== Aim of the task ==
Your task is to print all of the material verbatim.

(Position identification records)
┌──
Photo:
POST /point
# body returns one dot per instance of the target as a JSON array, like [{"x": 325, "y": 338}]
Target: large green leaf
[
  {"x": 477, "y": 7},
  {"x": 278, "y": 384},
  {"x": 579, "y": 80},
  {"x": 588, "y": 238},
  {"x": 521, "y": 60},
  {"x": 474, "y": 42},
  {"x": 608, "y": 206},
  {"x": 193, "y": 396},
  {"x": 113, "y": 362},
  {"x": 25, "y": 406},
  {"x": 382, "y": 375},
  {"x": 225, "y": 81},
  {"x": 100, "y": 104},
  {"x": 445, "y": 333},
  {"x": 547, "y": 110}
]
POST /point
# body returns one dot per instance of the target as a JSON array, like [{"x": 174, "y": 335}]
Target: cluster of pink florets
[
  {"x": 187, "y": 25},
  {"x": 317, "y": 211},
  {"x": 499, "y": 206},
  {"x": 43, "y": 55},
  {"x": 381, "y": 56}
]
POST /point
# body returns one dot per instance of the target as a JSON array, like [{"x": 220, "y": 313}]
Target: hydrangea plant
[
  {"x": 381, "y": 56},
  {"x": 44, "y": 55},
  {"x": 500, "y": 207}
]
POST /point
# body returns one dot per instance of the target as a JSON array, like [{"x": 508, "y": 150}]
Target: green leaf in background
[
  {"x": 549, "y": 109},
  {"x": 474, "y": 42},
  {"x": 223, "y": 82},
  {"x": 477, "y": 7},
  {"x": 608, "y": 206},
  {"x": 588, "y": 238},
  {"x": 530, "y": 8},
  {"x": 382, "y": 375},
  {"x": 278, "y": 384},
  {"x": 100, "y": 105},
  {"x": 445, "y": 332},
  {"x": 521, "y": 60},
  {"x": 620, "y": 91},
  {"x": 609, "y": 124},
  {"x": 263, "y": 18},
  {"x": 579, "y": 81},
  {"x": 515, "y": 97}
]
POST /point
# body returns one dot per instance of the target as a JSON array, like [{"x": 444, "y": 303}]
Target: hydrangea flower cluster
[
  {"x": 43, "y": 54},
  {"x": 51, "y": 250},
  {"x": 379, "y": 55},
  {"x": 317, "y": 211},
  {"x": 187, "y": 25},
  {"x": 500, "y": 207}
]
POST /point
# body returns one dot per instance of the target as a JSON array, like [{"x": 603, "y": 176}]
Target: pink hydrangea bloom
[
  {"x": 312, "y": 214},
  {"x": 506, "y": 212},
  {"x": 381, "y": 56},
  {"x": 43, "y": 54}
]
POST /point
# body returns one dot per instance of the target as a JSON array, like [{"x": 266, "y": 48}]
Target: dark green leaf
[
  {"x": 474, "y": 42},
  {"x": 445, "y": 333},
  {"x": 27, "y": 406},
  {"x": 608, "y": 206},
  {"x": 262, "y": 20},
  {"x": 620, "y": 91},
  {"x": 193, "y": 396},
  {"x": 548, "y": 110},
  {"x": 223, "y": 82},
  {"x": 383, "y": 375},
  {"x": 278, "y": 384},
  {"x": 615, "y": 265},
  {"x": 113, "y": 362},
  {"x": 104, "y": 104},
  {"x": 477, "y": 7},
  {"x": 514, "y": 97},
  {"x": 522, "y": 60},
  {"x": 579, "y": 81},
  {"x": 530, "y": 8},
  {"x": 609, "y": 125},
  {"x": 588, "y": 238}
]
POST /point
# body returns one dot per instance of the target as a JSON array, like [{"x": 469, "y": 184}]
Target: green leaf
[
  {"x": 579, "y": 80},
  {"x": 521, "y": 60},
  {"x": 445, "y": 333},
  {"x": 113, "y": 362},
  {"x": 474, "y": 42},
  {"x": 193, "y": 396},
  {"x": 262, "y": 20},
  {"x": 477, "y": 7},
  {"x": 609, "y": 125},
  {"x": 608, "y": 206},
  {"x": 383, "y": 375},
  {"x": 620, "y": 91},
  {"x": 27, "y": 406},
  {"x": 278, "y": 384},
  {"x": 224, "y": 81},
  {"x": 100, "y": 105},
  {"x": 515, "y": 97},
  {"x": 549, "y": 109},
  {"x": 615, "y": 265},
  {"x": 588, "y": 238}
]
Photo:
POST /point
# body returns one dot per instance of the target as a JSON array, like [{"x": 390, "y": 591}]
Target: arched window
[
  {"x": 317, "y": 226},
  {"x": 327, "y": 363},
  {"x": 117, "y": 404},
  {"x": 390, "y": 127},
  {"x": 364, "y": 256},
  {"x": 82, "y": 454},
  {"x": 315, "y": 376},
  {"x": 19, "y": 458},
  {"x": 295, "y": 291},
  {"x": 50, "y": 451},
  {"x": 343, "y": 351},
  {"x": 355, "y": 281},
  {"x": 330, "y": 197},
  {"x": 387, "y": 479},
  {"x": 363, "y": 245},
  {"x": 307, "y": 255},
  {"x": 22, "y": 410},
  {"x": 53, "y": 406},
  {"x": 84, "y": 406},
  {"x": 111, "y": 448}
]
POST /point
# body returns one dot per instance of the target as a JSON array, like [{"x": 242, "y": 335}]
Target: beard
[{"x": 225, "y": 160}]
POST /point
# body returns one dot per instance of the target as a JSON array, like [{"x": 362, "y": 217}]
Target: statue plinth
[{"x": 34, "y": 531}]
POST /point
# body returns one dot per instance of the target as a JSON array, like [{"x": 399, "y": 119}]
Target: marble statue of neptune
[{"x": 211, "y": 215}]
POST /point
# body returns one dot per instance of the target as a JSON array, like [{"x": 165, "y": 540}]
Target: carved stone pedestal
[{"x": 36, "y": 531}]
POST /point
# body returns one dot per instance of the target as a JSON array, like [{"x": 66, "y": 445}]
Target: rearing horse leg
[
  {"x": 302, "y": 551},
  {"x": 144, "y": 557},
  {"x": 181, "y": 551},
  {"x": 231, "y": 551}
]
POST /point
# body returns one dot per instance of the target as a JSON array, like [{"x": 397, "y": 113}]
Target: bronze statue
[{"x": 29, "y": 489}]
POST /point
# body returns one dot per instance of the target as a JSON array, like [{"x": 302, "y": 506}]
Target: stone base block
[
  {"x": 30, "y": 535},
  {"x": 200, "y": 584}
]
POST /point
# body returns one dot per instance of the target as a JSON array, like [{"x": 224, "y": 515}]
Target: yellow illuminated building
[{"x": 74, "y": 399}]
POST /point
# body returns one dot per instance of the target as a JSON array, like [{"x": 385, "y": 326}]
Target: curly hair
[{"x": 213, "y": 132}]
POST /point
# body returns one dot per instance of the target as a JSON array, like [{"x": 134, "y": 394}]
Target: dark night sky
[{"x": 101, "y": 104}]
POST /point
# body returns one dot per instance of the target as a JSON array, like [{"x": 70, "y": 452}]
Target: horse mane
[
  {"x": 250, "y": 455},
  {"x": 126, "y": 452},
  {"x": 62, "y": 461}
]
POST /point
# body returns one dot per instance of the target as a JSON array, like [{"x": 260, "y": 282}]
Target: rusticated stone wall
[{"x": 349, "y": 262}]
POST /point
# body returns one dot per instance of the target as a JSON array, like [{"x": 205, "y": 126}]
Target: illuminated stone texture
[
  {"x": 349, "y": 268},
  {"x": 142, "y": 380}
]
└──
== Answer for the task ==
Photo:
POST /point
# body returns one dot per instance of the target as a JSON array, like [{"x": 325, "y": 338}]
Target: large green leaf
[
  {"x": 477, "y": 7},
  {"x": 278, "y": 384},
  {"x": 579, "y": 80},
  {"x": 588, "y": 238},
  {"x": 521, "y": 60},
  {"x": 474, "y": 42},
  {"x": 608, "y": 206},
  {"x": 193, "y": 396},
  {"x": 113, "y": 362},
  {"x": 25, "y": 406},
  {"x": 382, "y": 375},
  {"x": 225, "y": 81},
  {"x": 100, "y": 104},
  {"x": 445, "y": 333},
  {"x": 547, "y": 110}
]
POST /point
# body returns one dot per instance of the target as a JSON array, like [{"x": 174, "y": 335}]
Target: cluster of pink florets
[
  {"x": 187, "y": 25},
  {"x": 317, "y": 211},
  {"x": 499, "y": 206},
  {"x": 43, "y": 55},
  {"x": 381, "y": 56}
]
POST /point
# body returns one dot per instance of the target as a JSON array, like [{"x": 220, "y": 313}]
Target: hydrangea plant
[
  {"x": 381, "y": 56},
  {"x": 44, "y": 55},
  {"x": 500, "y": 207}
]
POST /point
# body returns one dot per instance of the target as a JSON array, like [{"x": 508, "y": 150}]
Target: green leaf in background
[
  {"x": 549, "y": 109},
  {"x": 474, "y": 42},
  {"x": 223, "y": 82},
  {"x": 477, "y": 7},
  {"x": 608, "y": 206},
  {"x": 588, "y": 238},
  {"x": 530, "y": 8},
  {"x": 382, "y": 375},
  {"x": 278, "y": 384},
  {"x": 100, "y": 105},
  {"x": 445, "y": 332},
  {"x": 521, "y": 60},
  {"x": 620, "y": 91},
  {"x": 609, "y": 124},
  {"x": 263, "y": 18},
  {"x": 579, "y": 81},
  {"x": 515, "y": 97}
]
POST /point
# body returns one dot per instance of the target as a JSON array, like [{"x": 444, "y": 303}]
Target: hydrangea flower cluster
[
  {"x": 43, "y": 54},
  {"x": 51, "y": 250},
  {"x": 379, "y": 55},
  {"x": 317, "y": 211},
  {"x": 187, "y": 25},
  {"x": 500, "y": 207}
]
POST /point
# body returns one dot per instance of the target as a JSON array, like [{"x": 603, "y": 176}]
Target: pink hydrangea bloom
[
  {"x": 312, "y": 214},
  {"x": 506, "y": 212},
  {"x": 381, "y": 56},
  {"x": 43, "y": 54}
]
POST /point
# body returns one dot per instance of the target as a JSON array, like [{"x": 266, "y": 48}]
Target: dark green leaf
[
  {"x": 474, "y": 42},
  {"x": 445, "y": 333},
  {"x": 27, "y": 406},
  {"x": 608, "y": 206},
  {"x": 262, "y": 20},
  {"x": 620, "y": 91},
  {"x": 193, "y": 396},
  {"x": 548, "y": 110},
  {"x": 223, "y": 82},
  {"x": 383, "y": 375},
  {"x": 278, "y": 384},
  {"x": 615, "y": 265},
  {"x": 113, "y": 362},
  {"x": 104, "y": 104},
  {"x": 477, "y": 7},
  {"x": 514, "y": 97},
  {"x": 522, "y": 60},
  {"x": 579, "y": 81},
  {"x": 530, "y": 8},
  {"x": 609, "y": 125},
  {"x": 588, "y": 238}
]
POST /point
# body returns one dot per instance of the target as a JSON array, like [{"x": 469, "y": 184}]
Target: green leaf
[
  {"x": 579, "y": 80},
  {"x": 521, "y": 60},
  {"x": 445, "y": 333},
  {"x": 113, "y": 362},
  {"x": 474, "y": 42},
  {"x": 193, "y": 396},
  {"x": 262, "y": 20},
  {"x": 477, "y": 7},
  {"x": 609, "y": 125},
  {"x": 608, "y": 206},
  {"x": 383, "y": 375},
  {"x": 620, "y": 91},
  {"x": 27, "y": 406},
  {"x": 278, "y": 384},
  {"x": 224, "y": 81},
  {"x": 100, "y": 105},
  {"x": 515, "y": 97},
  {"x": 549, "y": 109},
  {"x": 615, "y": 265},
  {"x": 588, "y": 238}
]
Photo:
POST /point
# body returns one dot per instance of the target as a JSON array, like [{"x": 390, "y": 591}]
Target: arched window
[
  {"x": 317, "y": 226},
  {"x": 327, "y": 363},
  {"x": 117, "y": 404},
  {"x": 390, "y": 127},
  {"x": 364, "y": 256},
  {"x": 82, "y": 454},
  {"x": 315, "y": 376},
  {"x": 19, "y": 458},
  {"x": 295, "y": 291},
  {"x": 50, "y": 451},
  {"x": 343, "y": 351},
  {"x": 355, "y": 281},
  {"x": 330, "y": 197},
  {"x": 387, "y": 479},
  {"x": 363, "y": 245},
  {"x": 307, "y": 255},
  {"x": 22, "y": 410},
  {"x": 53, "y": 406},
  {"x": 84, "y": 406},
  {"x": 111, "y": 448}
]
POST /point
# body returns one dot per instance of the target as a JSON array, like [{"x": 242, "y": 335}]
Target: beard
[{"x": 225, "y": 160}]
POST /point
# body returns one dot per instance of the target as a JSON array, like [{"x": 362, "y": 217}]
Target: statue plinth
[{"x": 34, "y": 531}]
POST /point
# body returns one dot per instance of the target as a JSON array, like [{"x": 399, "y": 119}]
Target: marble statue of neptune
[{"x": 211, "y": 215}]
POST /point
# body returns one dot per instance of the target as a JSON array, like [{"x": 165, "y": 540}]
Target: carved stone pedestal
[{"x": 36, "y": 531}]
POST /point
# body returns one dot per instance of the target as a JSON array, like [{"x": 66, "y": 445}]
Target: rearing horse leg
[
  {"x": 302, "y": 551},
  {"x": 144, "y": 557},
  {"x": 181, "y": 551},
  {"x": 231, "y": 551}
]
POST /point
# body returns one dot per instance of the target as a JSON array, like [{"x": 397, "y": 113}]
Target: bronze statue
[{"x": 29, "y": 489}]
POST /point
# body returns one dot per instance of the target as a JSON array, like [{"x": 302, "y": 506}]
Target: stone base block
[
  {"x": 30, "y": 535},
  {"x": 200, "y": 584}
]
POST /point
# body returns one dot per instance of the target as a JSON array, like [{"x": 224, "y": 515}]
Target: yellow illuminated building
[{"x": 74, "y": 399}]
POST /point
# body returns one dot per instance of the target as a JSON array, like [{"x": 385, "y": 326}]
Target: curly hair
[{"x": 213, "y": 132}]
POST /point
# body returns one dot per instance of the target as a JSON array, like [{"x": 134, "y": 394}]
Target: dark night sky
[{"x": 101, "y": 104}]
POST /point
# body returns one dot per instance of the target as a JSON array, like [{"x": 70, "y": 452}]
Target: horse mane
[
  {"x": 250, "y": 455},
  {"x": 126, "y": 452},
  {"x": 62, "y": 461}
]
POST /point
# body returns one dot per instance of the target as a JSON array, like [{"x": 260, "y": 282}]
Target: rusticated stone wall
[{"x": 349, "y": 262}]
POST /point
# body returns one dot per instance of the target as a JSON array, like [{"x": 205, "y": 126}]
Target: illuminated stone texture
[
  {"x": 349, "y": 268},
  {"x": 142, "y": 380}
]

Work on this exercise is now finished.